++++ Trecho do texto

Por Breno César Carvalho de Souza*
“Uma realidade de desigualdade social que foge do que acreditamos ser espaço do outro, pois nega o direito e as condições necessárias à vida.” Conheça o testemunho do teólogo Breno Souza, que viveu uma experiência missionária na cidade de Pemba, Moçambique.
Em plena pandemia, numa região marcada pela guerra, aceitei o convite de estar, por três meses, na missão assumida pelos missionários Saletinos na Diocese de Pemba. Esta não foi a primeira vez que estive em Moçambique, pois já havia ido em 2014, a convite de Dom Luiz Fernando Lisboa, então bispo de Pemba. Desta vez, posso afirmar que o curso de teologia embasou ainda mais minha inserção missionária.
Cheguei em Moçambique dia 8 de março de 2021. De Maputo segui para Pemba, Província de Cabo Delgado. Fui acolhido de forma calorosa e fraterna pelas missionárias e missionários que lá estavam. Na casa onde fiquei hospedado, havia um cartaz escrito assim: “Bem-vindo à Diocese de Pemba, Terra de Missão”!
A língua oficial de Moçambique é o português. Contudo, há outras línguas predominantes nas ruas e aldeias da região de Cabo Delgado. A melhor maneira de se fazer entender é o respeito às pessoas e à cultura local, assim como ter boa vontade.
Há um dito popular: “este lugar é esquecido por Deus”, quando se refere a um lugar muito pobre, sofrido e abandonado. Mas Cabo Delgado e o povo moçambicano, certamente, não foram esquecidos por Deus, pois a realidade, quando é muito dura, é originada pelo esquecimento das autoridades e de grande parte da humanidade, com uma desigualdade social que foge do que acreditamos ser espaço do outro, pois nega o direito e as condições necessárias à vida. Este é, por si só, um desafio propriamente dito.
Entre os trabalhos que realizei na missão, destaco dois: o trabalho com fantoches junto às crianças nos reassentamentos, e o atendimento aos deslocados do ataque ocorrido na região de Palma, no dia 24 de março. A tarefa é preparar e servir as refeições para 300 pessoas abrigadas num simples ginásio de esporte.
Nessa experiência missionária, chamou-me muito a atenção “o olhar das pessoas”. O olhar das crianças expressa muita alegria, um brilho sem igual! Basta sorrir e elas sorriem de volta. Já no olhar dos adolescentes há uma mudança – sobretudo no olhar das meninas – marcado pela tristeza, pois estão compreendendo a realidade em que vivem e o futuro que as (os) espera. O olhar da pessoa adulta é um olhar profundo, expressa um grito silenciado pelas dificuldades enfrentadas: expressa dor. Não há vocabulário para explicar tamanho sofrimento.

++++++++
++++ Registros extraídos

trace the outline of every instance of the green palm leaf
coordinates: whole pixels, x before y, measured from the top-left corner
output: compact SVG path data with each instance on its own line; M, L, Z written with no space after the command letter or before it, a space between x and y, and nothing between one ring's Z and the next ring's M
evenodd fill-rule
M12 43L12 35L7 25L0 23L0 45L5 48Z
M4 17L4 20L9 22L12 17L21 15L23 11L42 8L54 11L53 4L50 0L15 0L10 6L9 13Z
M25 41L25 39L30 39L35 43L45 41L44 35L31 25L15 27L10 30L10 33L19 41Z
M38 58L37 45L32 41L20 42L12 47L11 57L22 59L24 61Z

++++++++

_Instruções_.
- 1) Reproduza, sem alterações, o trecho do relato sobre a missão em Pemba que começa com as palavras "Nessa experiência missionária, chamou-me" e termina com "explicar tamanho sofrimento.".
- 2) Prossiga com o relato sobre a missão em Pemba a partir da última frase apresentada.
Os registros não são necessários para esta atividade.

_Respostas do exercício_.
- 1)
Nessa experiência missionária, chamou-me muito a atenção “o olhar das pessoas”. O olhar das crianças expressa muita alegria, um brilho sem igual! Basta sorrir e elas sorriem de volta. Já no olhar dos adolescentes há uma mudança – sobretudo no olhar das meninas – marcado pela tristeza, pois estão compreendendo a realidade em que vivem e o futuro que as (os) espera. O olhar da pessoa adulta é um olhar profundo, expressa um grito silenciado pelas dificuldades enfrentadas: expressa dor. Não há vocabulário para explicar tamanho sofrimento.

- 2)
A região de Cabo Delgado, além dos grandes problemas históricos de fome e pobreza, traz as marcas do ciclone de 2019, da malária, da febre tifoide, da cólera, da AIDS e outras tantas doenças que fazem parte da realidade dessas pessoas. Atualmente, a guerra na região Norte de Cabo Delgado tem ceifado vidas e deixado milhares de pessoas desabrigadas desde outubro de 2017. Pessoas que perderam o pouco que tinham. Por isso, o COVID-19 não está no topo das preocupações.
Foi marcante ouvir de uma pessoa que, para o povo moçambicano, “não há tempo para lamentação”, porque, mesmo que aconteça algo ruim (tragédia etc.), a pessoa tem que se erguer e enfrentar a vida e, mesmo na dificuldade e na dor, precisa viver um dia de cada vez.
Aprendi com o povo moçambicano “a teimosia de viver frente aos desafios mais diversos possíveis, enfrentando dia após dia a dura realidade”. Nesta “terra de missão”, nosso Deus solidário também sofre cotidianamente as dores do povo. Por isso, a missão tem o rosto contínuo e cotidiano da solidariedade!
É difícil definir minha experiência em Moçambique. Depois de tantas vivências e convivências, ficaram marcas profundas que levarei para a vida toda. Mas, com uma definição provisória, eu diria que foi impactante. Sim, impactante, no sentido de que tudo internamente fica suspenso, fora de lugar, e sujeito a uma reavaliação profunda e ressignificante da vida!